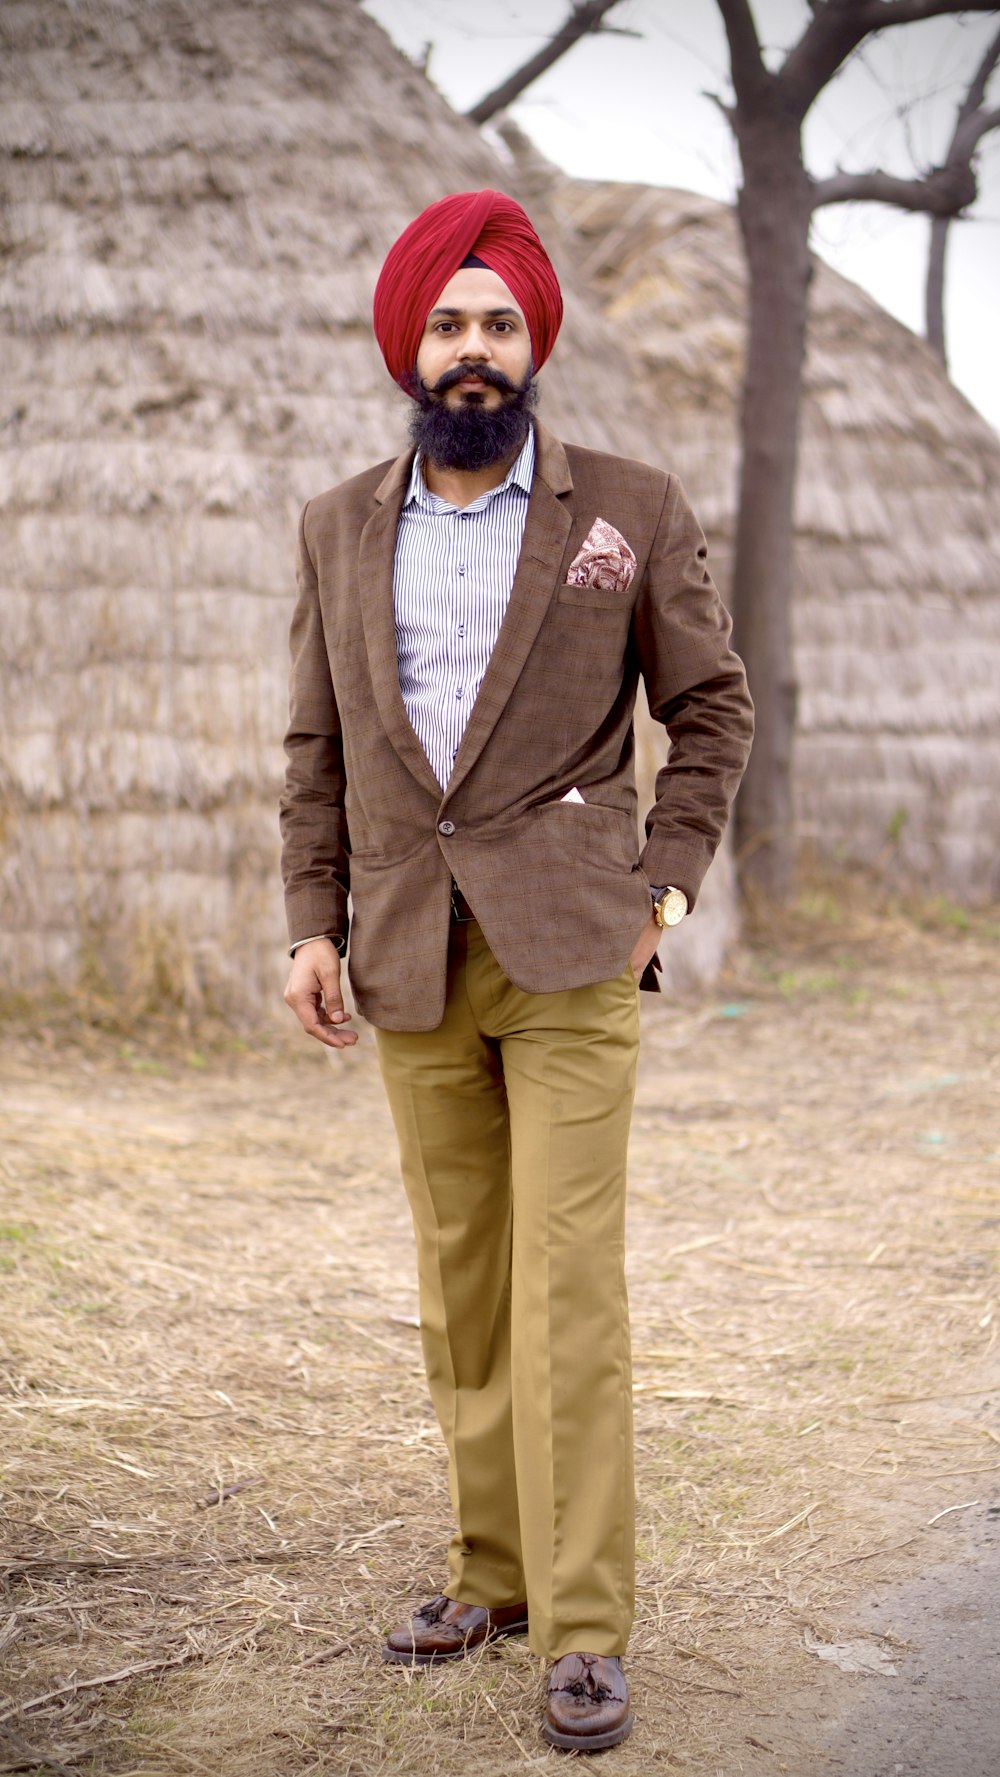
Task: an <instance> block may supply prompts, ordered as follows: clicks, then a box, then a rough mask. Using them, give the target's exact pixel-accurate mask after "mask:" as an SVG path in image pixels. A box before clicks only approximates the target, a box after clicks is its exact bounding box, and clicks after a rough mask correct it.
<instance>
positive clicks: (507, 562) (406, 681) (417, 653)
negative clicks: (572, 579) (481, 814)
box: [393, 430, 535, 789]
mask: <svg viewBox="0 0 1000 1777" xmlns="http://www.w3.org/2000/svg"><path fill="white" fill-rule="evenodd" d="M533 474H535V430H529V434H528V439H526V442H524V450H522V451H520V455H519V458H517V462H515V464H513V466H512V469H510V473H508V474H506V476H504V480H503V482H501V483H499V487H492V489H490V490H488V492H487V494H480V498H478V499H474V501H472V505H471V506H453V505H451V503H449V501H448V499H440V496H439V494H432V492H430V489H428V485H426V482H425V478H423V458H421V457H419V453H417V457H416V460H414V467H412V474H410V485H409V489H407V498H405V501H403V508H401V512H400V528H398V531H396V562H394V570H393V599H394V611H396V656H398V661H400V691H401V693H403V704H405V707H407V716H409V718H410V725H412V729H414V732H416V736H417V739H419V743H421V746H423V750H425V753H426V757H428V759H430V764H432V766H433V773H435V777H437V782H439V784H440V787H442V789H444V787H446V784H448V778H449V777H451V768H453V764H455V755H456V752H458V743H460V741H462V736H464V732H465V723H467V721H469V716H471V713H472V704H474V702H476V695H478V691H480V684H481V682H483V673H485V670H487V665H488V659H490V654H492V650H494V643H496V640H497V634H499V626H501V624H503V617H504V611H506V606H508V602H510V592H512V586H513V576H515V572H517V558H519V554H520V544H522V540H524V522H526V519H528V501H529V498H531V476H533Z"/></svg>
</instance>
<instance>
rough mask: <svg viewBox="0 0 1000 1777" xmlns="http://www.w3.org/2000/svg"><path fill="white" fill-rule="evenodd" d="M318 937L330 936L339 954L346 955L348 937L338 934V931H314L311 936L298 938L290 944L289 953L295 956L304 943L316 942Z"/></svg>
mask: <svg viewBox="0 0 1000 1777" xmlns="http://www.w3.org/2000/svg"><path fill="white" fill-rule="evenodd" d="M316 938H329V940H330V944H332V945H334V951H336V952H337V956H346V938H341V936H337V933H336V931H314V933H313V936H311V938H297V940H295V944H291V945H290V949H288V954H290V956H295V952H297V951H300V949H302V945H304V944H314V940H316Z"/></svg>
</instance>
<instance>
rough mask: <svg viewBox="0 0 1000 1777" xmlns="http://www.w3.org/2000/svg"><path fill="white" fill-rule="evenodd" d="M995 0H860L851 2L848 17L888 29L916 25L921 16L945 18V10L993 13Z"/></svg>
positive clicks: (861, 21)
mask: <svg viewBox="0 0 1000 1777" xmlns="http://www.w3.org/2000/svg"><path fill="white" fill-rule="evenodd" d="M995 11H996V0H863V5H858V7H854V5H851V16H853V18H858V20H860V21H861V25H863V28H865V32H869V30H888V28H890V25H918V23H920V20H924V18H947V16H948V12H995Z"/></svg>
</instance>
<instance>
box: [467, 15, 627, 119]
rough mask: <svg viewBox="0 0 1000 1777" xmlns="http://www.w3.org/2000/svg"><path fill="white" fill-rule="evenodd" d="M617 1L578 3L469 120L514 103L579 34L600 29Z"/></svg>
mask: <svg viewBox="0 0 1000 1777" xmlns="http://www.w3.org/2000/svg"><path fill="white" fill-rule="evenodd" d="M613 5H618V0H583V4H579V5H574V7H572V11H570V16H568V20H567V21H565V25H563V27H561V28H560V30H558V32H556V36H554V37H549V43H547V44H545V46H544V48H542V50H538V55H533V57H531V59H529V60H528V62H522V66H520V68H517V69H515V71H513V75H510V76H508V78H506V80H501V84H499V87H494V91H492V92H487V96H485V98H483V100H480V103H478V105H472V108H471V110H467V112H465V116H467V117H469V121H471V123H487V121H488V119H490V117H496V114H497V112H501V110H506V107H508V105H513V101H515V100H517V98H520V94H522V92H524V89H526V87H529V85H531V82H533V80H538V75H544V73H545V69H547V68H551V66H552V62H558V60H560V57H561V55H565V53H567V50H570V48H572V46H574V43H577V41H579V37H586V36H588V32H597V30H600V20H602V18H604V14H606V12H609V11H611V7H613Z"/></svg>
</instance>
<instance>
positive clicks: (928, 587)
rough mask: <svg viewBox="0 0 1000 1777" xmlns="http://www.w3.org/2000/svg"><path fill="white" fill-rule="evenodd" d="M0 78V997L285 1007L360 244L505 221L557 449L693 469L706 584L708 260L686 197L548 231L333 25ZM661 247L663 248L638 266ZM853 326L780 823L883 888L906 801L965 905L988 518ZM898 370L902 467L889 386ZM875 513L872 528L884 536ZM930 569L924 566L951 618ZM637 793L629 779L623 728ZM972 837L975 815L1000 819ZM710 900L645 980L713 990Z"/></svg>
========================================================================
Exact copy, no pictures: please print the data above once more.

ANSWER =
Task: an <instance> block may supply prompts, ordered as follows: clicks, then a box, then a rough mask. Using them, give the target's exact pixel-accurate mask after "mask:" as an SVG path in image pixels. A box before clicks only approximates the target, a box after clicks is its exact bounding box, and clicks after a rough mask correct it.
<instance>
positive clicks: (507, 562) (406, 681) (417, 653)
negative clicks: (572, 579) (481, 814)
box: [393, 430, 535, 789]
mask: <svg viewBox="0 0 1000 1777" xmlns="http://www.w3.org/2000/svg"><path fill="white" fill-rule="evenodd" d="M533 474H535V430H529V434H528V439H526V442H524V450H522V451H520V455H519V458H517V462H515V464H513V466H512V469H510V473H508V474H506V476H504V480H503V482H501V483H499V487H492V489H490V490H488V492H487V494H480V498H478V499H474V501H472V505H471V506H453V505H451V503H449V501H448V499H440V496H439V494H432V492H430V489H428V485H426V482H425V478H423V458H421V457H419V453H417V457H416V460H414V467H412V474H410V485H409V489H407V498H405V501H403V508H401V512H400V528H398V531H396V562H394V570H393V599H394V611H396V656H398V661H400V691H401V693H403V704H405V707H407V716H409V718H410V725H412V729H414V732H416V736H417V739H419V743H421V746H423V750H425V753H426V757H428V759H430V764H432V766H433V773H435V777H437V782H439V784H440V787H442V789H444V787H446V784H448V778H449V777H451V768H453V764H455V755H456V752H458V743H460V741H462V736H464V732H465V723H467V721H469V716H471V713H472V704H474V702H476V695H478V691H480V684H481V682H483V673H485V670H487V665H488V659H490V654H492V650H494V643H496V640H497V634H499V626H501V624H503V617H504V611H506V606H508V602H510V592H512V586H513V576H515V572H517V558H519V554H520V544H522V540H524V522H526V519H528V501H529V498H531V476H533Z"/></svg>
</instance>
<instance>
rough mask: <svg viewBox="0 0 1000 1777" xmlns="http://www.w3.org/2000/svg"><path fill="white" fill-rule="evenodd" d="M318 937L330 936L339 954L346 955L348 937L338 934V931H314L311 936L298 938L290 944L289 953L295 956L304 943L316 942Z"/></svg>
mask: <svg viewBox="0 0 1000 1777" xmlns="http://www.w3.org/2000/svg"><path fill="white" fill-rule="evenodd" d="M316 938H329V940H330V944H332V945H334V951H336V952H337V956H346V938H341V936H337V933H336V931H314V933H313V936H311V938H297V940H295V944H291V945H290V949H288V954H290V956H295V952H297V951H300V949H302V945H304V944H314V940H316Z"/></svg>
</instance>
<instance>
rough mask: <svg viewBox="0 0 1000 1777" xmlns="http://www.w3.org/2000/svg"><path fill="white" fill-rule="evenodd" d="M995 0H860L851 2L848 17L888 29L916 25L921 16L945 18V10L993 13Z"/></svg>
positive clicks: (861, 21)
mask: <svg viewBox="0 0 1000 1777" xmlns="http://www.w3.org/2000/svg"><path fill="white" fill-rule="evenodd" d="M995 11H996V0H863V5H858V7H854V5H851V16H853V18H858V20H860V21H861V25H863V28H865V32H869V30H888V28H890V25H918V23H920V20H924V18H947V16H948V12H995Z"/></svg>
</instance>
<instance>
box: [467, 15, 627, 119]
rough mask: <svg viewBox="0 0 1000 1777" xmlns="http://www.w3.org/2000/svg"><path fill="white" fill-rule="evenodd" d="M617 1L578 3L469 120L514 103L579 34L600 29Z"/></svg>
mask: <svg viewBox="0 0 1000 1777" xmlns="http://www.w3.org/2000/svg"><path fill="white" fill-rule="evenodd" d="M613 5H618V0H583V4H579V5H574V7H572V11H570V16H568V20H567V21H565V25H563V27H561V28H560V30H558V32H556V36H554V37H549V43H547V44H545V46H544V48H542V50H538V55H533V57H531V59H529V60H528V62H522V66H520V68H517V69H515V71H513V75H510V76H508V78H506V80H501V84H499V87H494V91H492V92H487V96H485V98H483V100H480V103H478V105H472V108H471V110H467V112H465V116H467V117H469V121H471V123H487V121H488V119H490V117H496V114H497V112H501V110H506V107H508V105H513V101H515V100H517V98H520V94H522V92H524V89H526V87H529V85H531V82H533V80H538V75H544V73H545V69H547V68H551V66H552V62H558V60H560V57H561V55H565V53H567V50H570V48H572V46H574V43H577V41H579V37H586V36H588V32H597V30H600V20H602V18H604V14H606V12H609V11H611V7H613Z"/></svg>
</instance>
<instance>
positive clicks: (928, 587)
rough mask: <svg viewBox="0 0 1000 1777" xmlns="http://www.w3.org/2000/svg"><path fill="white" fill-rule="evenodd" d="M0 78V997L285 1007L360 244L505 221L557 449L693 469L706 584L708 260L686 197L548 231L333 25ZM661 247L663 248L638 266ZM853 326L780 823L883 888L906 801L965 905L988 518ZM898 370L902 467L889 386ZM875 513L872 528L884 536ZM930 569L924 566L951 618ZM637 793L629 779L623 728ZM972 837L975 815L1000 819ZM710 900L645 980L713 990Z"/></svg>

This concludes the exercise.